___ Text
Evaluating $\lim_{x\to 0} \frac{1-\sqrt{3x+1}}{2-\sqrt{5x+4}}$

Question

$$ \lim_{x\to 0} \frac{1-\sqrt{3x+1}}{2-\sqrt{5x+4}}$$

How do I solve this without using derivatives or integrals.

Answer 1

Both the numerator and the denominator are of the form $$ a-\sqrt{bx+a^2} $$ (with $a>0$). In the numerator we have $a=1$, $b=3$; in the denominator we have $a=2$, $b=5$.
______
(Things to do):
1: Please copy the stretch of the limit thread from "Both the numerator" through "have $a=2$, $b=5$." word for word.
2: In the limit thread's answer, which values of a and b go with the denominator?
Draw only on the limit thread above.
___ Recorded data
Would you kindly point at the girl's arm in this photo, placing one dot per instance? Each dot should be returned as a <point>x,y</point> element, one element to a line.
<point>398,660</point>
______
(Answers to each task):
1:
Both the numerator and the denominator are of the form $$ a-\sqrt{bx+a^2} $$ (with $a>0$). In the numerator we have $a=1$, $b=3$; in the denominator we have $a=2$, $b=5$.

2: a = 2 and b = 5.